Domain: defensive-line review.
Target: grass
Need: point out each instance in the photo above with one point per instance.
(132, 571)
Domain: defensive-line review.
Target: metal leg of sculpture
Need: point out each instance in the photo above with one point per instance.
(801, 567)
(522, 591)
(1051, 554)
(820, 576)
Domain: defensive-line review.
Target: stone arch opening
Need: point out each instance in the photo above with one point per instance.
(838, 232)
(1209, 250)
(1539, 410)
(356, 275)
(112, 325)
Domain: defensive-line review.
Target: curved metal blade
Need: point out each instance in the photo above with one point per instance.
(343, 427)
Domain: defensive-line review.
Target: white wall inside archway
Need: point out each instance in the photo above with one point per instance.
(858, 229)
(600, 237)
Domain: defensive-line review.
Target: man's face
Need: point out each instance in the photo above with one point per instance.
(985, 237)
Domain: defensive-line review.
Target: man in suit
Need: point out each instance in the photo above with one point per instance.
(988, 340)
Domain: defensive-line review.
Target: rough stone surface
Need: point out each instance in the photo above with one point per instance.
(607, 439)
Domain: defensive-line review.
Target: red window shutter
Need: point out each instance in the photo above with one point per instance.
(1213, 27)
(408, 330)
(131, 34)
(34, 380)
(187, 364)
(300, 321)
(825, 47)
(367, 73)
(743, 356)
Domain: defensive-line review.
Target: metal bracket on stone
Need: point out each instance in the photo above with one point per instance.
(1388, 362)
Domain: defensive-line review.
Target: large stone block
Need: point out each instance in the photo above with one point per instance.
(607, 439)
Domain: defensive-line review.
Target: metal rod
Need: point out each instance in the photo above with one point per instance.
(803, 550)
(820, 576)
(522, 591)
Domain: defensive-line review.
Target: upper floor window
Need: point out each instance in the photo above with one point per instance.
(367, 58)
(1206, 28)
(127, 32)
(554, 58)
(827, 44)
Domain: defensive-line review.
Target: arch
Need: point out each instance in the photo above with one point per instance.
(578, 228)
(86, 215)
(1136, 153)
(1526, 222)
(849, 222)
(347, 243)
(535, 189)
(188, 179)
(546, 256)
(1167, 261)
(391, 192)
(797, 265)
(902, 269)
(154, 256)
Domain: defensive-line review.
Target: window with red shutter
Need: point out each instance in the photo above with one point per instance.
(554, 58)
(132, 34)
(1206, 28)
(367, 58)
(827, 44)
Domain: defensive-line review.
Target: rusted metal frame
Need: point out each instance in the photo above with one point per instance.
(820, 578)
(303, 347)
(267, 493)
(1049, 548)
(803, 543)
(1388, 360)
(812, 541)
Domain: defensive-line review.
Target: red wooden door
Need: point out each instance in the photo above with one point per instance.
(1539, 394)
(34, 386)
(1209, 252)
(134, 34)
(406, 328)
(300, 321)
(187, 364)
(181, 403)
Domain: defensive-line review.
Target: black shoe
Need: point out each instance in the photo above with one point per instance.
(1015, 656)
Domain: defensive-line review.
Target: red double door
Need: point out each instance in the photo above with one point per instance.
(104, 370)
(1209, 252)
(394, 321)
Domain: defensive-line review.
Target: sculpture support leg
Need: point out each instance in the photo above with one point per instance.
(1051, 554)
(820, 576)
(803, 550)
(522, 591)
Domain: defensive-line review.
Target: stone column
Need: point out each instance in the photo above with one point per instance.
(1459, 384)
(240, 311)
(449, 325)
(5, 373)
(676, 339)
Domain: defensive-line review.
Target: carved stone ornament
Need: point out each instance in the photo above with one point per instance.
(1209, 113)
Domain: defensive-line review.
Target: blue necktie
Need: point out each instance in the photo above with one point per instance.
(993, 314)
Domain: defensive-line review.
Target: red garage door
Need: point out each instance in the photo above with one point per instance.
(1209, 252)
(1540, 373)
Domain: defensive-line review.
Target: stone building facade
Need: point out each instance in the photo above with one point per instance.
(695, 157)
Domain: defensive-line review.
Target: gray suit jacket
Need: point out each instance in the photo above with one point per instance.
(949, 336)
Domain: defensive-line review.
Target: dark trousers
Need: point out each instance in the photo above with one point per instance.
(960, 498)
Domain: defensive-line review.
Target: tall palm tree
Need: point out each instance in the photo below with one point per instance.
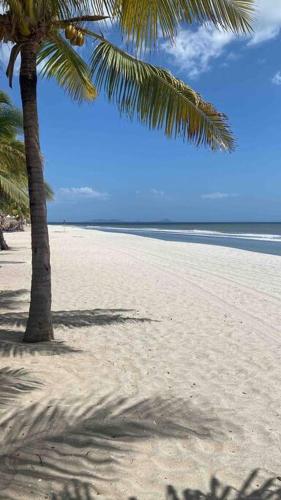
(45, 31)
(12, 161)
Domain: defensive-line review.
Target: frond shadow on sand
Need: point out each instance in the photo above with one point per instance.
(44, 446)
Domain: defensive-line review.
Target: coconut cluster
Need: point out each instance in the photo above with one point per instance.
(75, 36)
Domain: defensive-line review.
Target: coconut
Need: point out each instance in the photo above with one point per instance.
(70, 32)
(80, 39)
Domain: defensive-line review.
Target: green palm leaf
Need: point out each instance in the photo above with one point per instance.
(157, 98)
(144, 20)
(11, 190)
(59, 60)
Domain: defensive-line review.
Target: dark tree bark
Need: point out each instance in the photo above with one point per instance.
(3, 244)
(39, 325)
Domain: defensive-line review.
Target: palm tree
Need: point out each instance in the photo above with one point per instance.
(45, 31)
(13, 173)
(12, 161)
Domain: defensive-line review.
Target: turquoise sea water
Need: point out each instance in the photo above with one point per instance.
(255, 237)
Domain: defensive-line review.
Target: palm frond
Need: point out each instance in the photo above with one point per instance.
(143, 21)
(157, 98)
(59, 60)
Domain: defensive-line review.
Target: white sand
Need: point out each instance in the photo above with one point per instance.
(176, 378)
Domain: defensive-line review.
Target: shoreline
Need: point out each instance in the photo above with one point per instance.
(169, 354)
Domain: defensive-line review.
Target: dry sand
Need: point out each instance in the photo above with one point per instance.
(168, 372)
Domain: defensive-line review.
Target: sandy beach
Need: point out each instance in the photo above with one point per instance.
(165, 371)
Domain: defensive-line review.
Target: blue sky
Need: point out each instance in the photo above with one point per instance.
(102, 166)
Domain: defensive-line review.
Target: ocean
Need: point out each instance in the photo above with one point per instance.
(254, 237)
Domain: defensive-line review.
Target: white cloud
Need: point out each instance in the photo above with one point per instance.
(277, 78)
(195, 51)
(218, 196)
(83, 192)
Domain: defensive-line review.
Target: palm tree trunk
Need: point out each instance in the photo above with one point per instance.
(39, 325)
(3, 244)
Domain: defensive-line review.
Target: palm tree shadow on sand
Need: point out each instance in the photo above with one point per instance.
(45, 445)
(11, 339)
(253, 488)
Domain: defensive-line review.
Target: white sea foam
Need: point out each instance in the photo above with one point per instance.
(195, 233)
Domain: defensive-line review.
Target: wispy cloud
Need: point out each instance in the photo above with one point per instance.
(218, 196)
(151, 193)
(157, 192)
(83, 192)
(267, 24)
(195, 51)
(277, 78)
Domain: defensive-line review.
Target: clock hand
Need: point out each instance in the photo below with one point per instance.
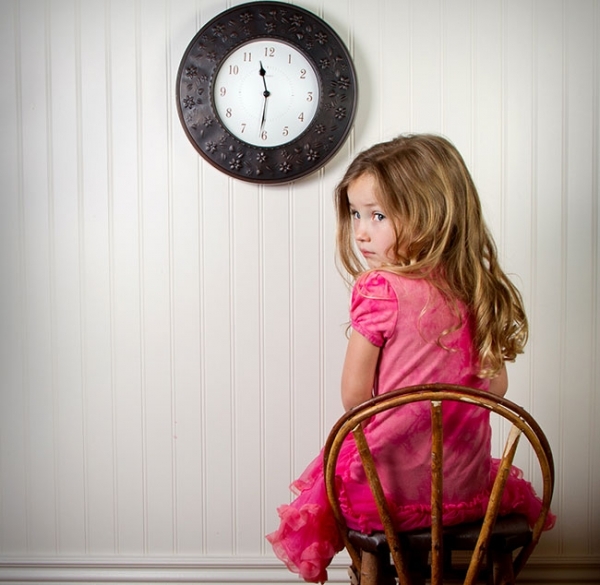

--------

» PROBLEM TO SOLVE: Omit every image. Quote each record exactly.

» COMPLETE RESPONSE:
Domain: defensive-line review.
Target: grass
Need: point out each instance in the photo above with one point per instance.
(132, 571)
Domain: defensive-line review.
Target: metal leg of sculpture
Need: point out each instance in the photo above with one point per instance.
(801, 567)
(522, 591)
(1051, 554)
(820, 576)
Domain: defensive-line review.
Target: stone arch opening
Need: point out each instance in the photo above with one point per instance.
(838, 232)
(1209, 250)
(1539, 410)
(356, 275)
(112, 325)
Domain: defensive-line review.
Target: curved metal blade
Need: point out each instance in the photo above with one point per instance.
(343, 427)
Domain: defensive-line review.
Target: white wall inside archway
Need: point out each instance in the photo above with one point per instance.
(858, 229)
(600, 237)
Domain: defensive-line review.
Target: man's face
Need: point out each instance in the photo above with one point per instance.
(985, 237)
Domain: defensive-line review.
Target: man in suit
Need: point out each instance in the photo above with one point per instance.
(988, 340)
Domain: defensive-line review.
Target: rough stone surface
Need: point out each instance in the photo above with one point per instance.
(607, 439)
Domain: defensive-line review.
Target: red window shutter
Need: point out each instance in the photo above with one point per instance.
(1213, 27)
(408, 330)
(131, 34)
(34, 380)
(187, 364)
(300, 321)
(825, 47)
(367, 73)
(743, 356)
Domain: defensive-line review.
Target: metal bracket on stone
Need: point out each instance in the photo above with one point per instance.
(1388, 362)
Domain: defensive-line review.
Target: large stone block
Need: point out each instance in the photo above with one point per instance.
(607, 439)
Domain: defensive-line review.
Target: metal rod
Need: point out each instance in the photo above with one point per instance.
(803, 550)
(820, 576)
(522, 591)
Domain: defensive-line review.
Target: upper floor window
Need: point out each instance in the photo above with one point per instance.
(367, 58)
(1206, 28)
(127, 32)
(554, 58)
(827, 44)
Domain: defensive-line review.
Target: arch
Need: point out each instance in the photo above with one point per instance.
(578, 228)
(86, 215)
(1136, 153)
(1526, 222)
(849, 222)
(347, 243)
(535, 189)
(188, 179)
(546, 256)
(1167, 261)
(391, 192)
(797, 265)
(902, 269)
(154, 256)
Domain: defensive-line review.
Target: window with red shutter
Need: point out each instance in the photo above with one point per instance.
(554, 58)
(132, 34)
(1206, 28)
(367, 58)
(827, 44)
Domain: defensive-line review.
Target: rusted metal frame
Need: point out each instance in the photo above with one point per instance.
(820, 578)
(303, 347)
(267, 493)
(1049, 548)
(803, 543)
(1388, 360)
(812, 541)
Domain: defensive-line review.
Target: red wooden door
Need: point out each instance in the photo above with one point per instance.
(1539, 394)
(34, 386)
(1209, 252)
(134, 34)
(406, 328)
(300, 321)
(187, 364)
(181, 403)
Domain: defensive-line review.
Target: black shoe
Need: point out each instance in the photo above with one point per instance.
(1015, 656)
Domain: defensive-line review.
Target: red double door
Need: point out each instance in the photo above with one point per instance.
(104, 370)
(1209, 252)
(394, 321)
Domain: defensive-line review.
Target: sculpture support leg
Need: point out each instance in the photo above with one point per instance.
(1051, 554)
(820, 576)
(803, 550)
(522, 591)
Domain: defensive-line review.
Target: stone column
Need: point out each instance in the photo above with one point per instance.
(1459, 384)
(240, 311)
(449, 325)
(5, 373)
(676, 339)
Domain: defensive-line review.
Target: carved stone ornament
Need: point out each instance in the photo above with one point per instance.
(1209, 113)
Domain: defensive-line review.
Target: blue necktie
Need: point out each instance in the photo above with one point per instance.
(993, 314)
Domain: defensive-line review.
Target: red garage door
Need: point out each instance in the photo above with one point per instance.
(1209, 252)
(1540, 373)
Domain: defensive-line review.
Target: stone building facade
Need: point out each instance in the photo above with one point per instance.
(695, 157)
Domain: defensive-line review.
Target: gray suit jacket
Need: point out each instance in the photo above with one point per instance.
(949, 336)
Domain: defensive-line review.
Target: dark trousers
Need: point out each instance in the photo above with one point per instance.
(960, 498)
Domain: defensive-line review.
Target: tall palm tree
Need: point out each instance in the photo below with one point per instance.
(45, 31)
(12, 161)
Domain: defensive-line review.
Target: frond shadow on sand
Need: point out each instance in the photo above with one point per instance.
(44, 446)
Domain: defensive-line review.
Target: coconut cluster
Need: point out each instance in the photo above with one point per instance.
(75, 36)
Domain: defensive-line review.
Target: coconut
Need: point out each instance in the photo above with one point per instance.
(70, 32)
(80, 39)
Domain: defensive-line review.
Target: green palm leaf
Need: point out each instance in the photo above with one point per instance.
(157, 98)
(144, 20)
(11, 190)
(59, 60)
Domain: defensive-line review.
Target: dark tree bark
Need: point out each instance in the photo above with one point per instance.
(3, 244)
(39, 325)
Domain: defensive-line review.
Target: palm tree
Need: point out each instance in the photo above with one point per instance.
(45, 31)
(13, 173)
(12, 161)
Domain: defensive-line review.
Target: turquoise sea water
Need: point out each instance in the photo above with one point per instance.
(255, 237)
Domain: defensive-line review.
Target: palm frond
Need: point out each instance in the photo above with one point per instance.
(143, 21)
(157, 98)
(59, 60)
Domain: defensive-line review.
Target: white sand
Need: point out each instance in the photo above with one point per instance.
(176, 378)
Domain: defensive-line review.
Target: shoreline
Need: point out each instance in the photo above with one point per instance.
(169, 354)
Domain: defensive-line review.
Target: dry sand
Need: point out each instance in the photo above with one point per instance.
(168, 372)
Domain: defensive-line review.
Target: sandy beach
Need: point out each instance in the photo above with one point per instance.
(165, 371)
Domain: defensive-line review.
Target: blue sky
Need: point out each instance in the photo above with one point per instance.
(102, 166)
Domain: defensive-line review.
Target: ocean
Need: point out each instance in the photo above with one point per instance.
(254, 237)
Domain: defensive-line review.
Target: white cloud
Need: point out each instance in the photo above with one point per instance.
(277, 78)
(195, 51)
(218, 196)
(83, 192)
Domain: defensive-line review.
Target: palm tree trunk
Need: point out each instance in the photo above with one point per instance.
(39, 325)
(3, 244)
Domain: defensive-line review.
Target: palm tree shadow on sand
Need: point out each instance in the photo above with one point per instance.
(45, 445)
(11, 339)
(253, 488)
Domain: defensive-line review.
Target: white sea foam
Need: point out each instance in the photo above with one point per instance.
(195, 233)
Domain: defensive-line review.
Target: wispy cloud
Need: point out each instance in the photo above with one point per instance.
(218, 196)
(151, 193)
(157, 192)
(83, 192)
(267, 24)
(195, 51)
(277, 78)
Domain: defensive-line review.
Target: clock hand
Need: point out each instance in the photo below with one point per instance.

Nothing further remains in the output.